= 수행 과제 =
아래 항목 가운데 "white"라는 단어가 포함된 줄을 모두 모아 빠짐없이 옮겨 적으십시오.

⁂

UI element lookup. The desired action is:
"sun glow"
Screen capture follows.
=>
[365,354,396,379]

⁂

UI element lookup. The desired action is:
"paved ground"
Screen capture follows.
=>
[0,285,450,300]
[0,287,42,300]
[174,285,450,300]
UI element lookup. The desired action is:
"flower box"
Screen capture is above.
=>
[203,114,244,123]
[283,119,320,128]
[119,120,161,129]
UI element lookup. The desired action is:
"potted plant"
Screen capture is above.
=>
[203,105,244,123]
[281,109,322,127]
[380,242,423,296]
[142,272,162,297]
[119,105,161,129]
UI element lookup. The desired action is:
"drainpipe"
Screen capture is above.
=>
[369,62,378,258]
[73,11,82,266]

⁂

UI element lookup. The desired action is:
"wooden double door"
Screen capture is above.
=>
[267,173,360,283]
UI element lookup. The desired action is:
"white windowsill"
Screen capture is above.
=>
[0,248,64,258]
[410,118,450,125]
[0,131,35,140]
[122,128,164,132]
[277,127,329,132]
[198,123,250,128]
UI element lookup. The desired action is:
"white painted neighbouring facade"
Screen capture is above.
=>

⁂

= 연습 답안 =
"white windowsill"
"white painted neighbouring facade"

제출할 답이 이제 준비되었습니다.